━━━ Texte retenu

La Trière constitue la dernière unité lourde classique des flottes Antiques. Invention grecque, mise à profit par l'amiral Thémistocle à la bataille de Salamine où elle défit la flotte Perse de Xerxès en 480 av. J.C., la trière consistait simplement à rajouter un rameur et un banc de nage à la Dière, atteignant 170 rameurs. A peine plus large et plus longue que la Dière, mais un peu plus lourde ( environ 80 à 85 tonnes), la Trière était nettement plus rapide et dévastatrice que les Dières et surtout les Pentécontores. Unité antique très célèbre, elle à posé une véritable énigme aux historiens qui se sont demandés comment gérer la nage avec une telle disposition des rameurs. Qu'il s'agisse de Napoléon III avec la reconstitution et l'essai sur la seine d'une trière athénienne, qui ne fit que renforcer le mystère, ou de reconstitutions plus récentes, l'archéologie moderne donne sa réponse, étayée par les indices laissés par les fresques, peintures, mosaïques, bas reliefs, sculptures ou textes, la trière démontre qu'elle était tout à fait gérable en jouant sur la longueur des avirons et la condition physiques des rameurs, et relativement efficace pour l'époque.

Les reconstitutions:

Napoléon III était, on le sait, passionné comme la plupart de ses contemporains de l'époque romantique par les civilisation antiques. Ne cessant d'intriguer les historiens de l'époque, la trière constituait une véritable énigme qu'il contribua à éclaircir de ses deniers personnels. Ses essais décevants se révélant de peu d'enseignements contribuèrent au contraire à obscurcir encore ce mystère. Les seuls à ce jour à avoir tenté d'être aussi fidèles à la réalité historique furent John Morrison et John Coates, qui reconstituèrent en 1988 l'"Olympias", une trière grecque de 500 av.J.C.

━━━━━━
━━━ Données sources

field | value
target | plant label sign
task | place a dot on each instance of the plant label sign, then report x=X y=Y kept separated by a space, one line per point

━━━━━━

* Travail à réaliser
A. Selon le texte sur la trière, combien de rameurs la trière atteignait-elle ?
B. Recopiez fidèlement le passage du texte sur la trière compris entre "Napoléon III était, on" et "de 500 av.J.C.", bornes incluses.

* Réponses par tâche
A. 170 rameurs.

B.
Napoléon III était, on le sait, passionné comme la plupart de ses contemporains de l'époque romantique par les civilisation antiques. Ne cessant d'intriguer les historiens de l'époque, la trière constituait une véritable énigme qu'il contribua à éclaircir de ses deniers personnels. Ses essais décevants se révélant de peu d'enseignements contribuèrent au contraire à obscurcir encore ce mystère. Les seuls à ce jour à avoir tenté d'être aussi fidèles à la réalité historique furent John Morrison et John Coates, qui reconstituèrent en 1988 l'"Olympias", une trière grecque de 500 av.J.C.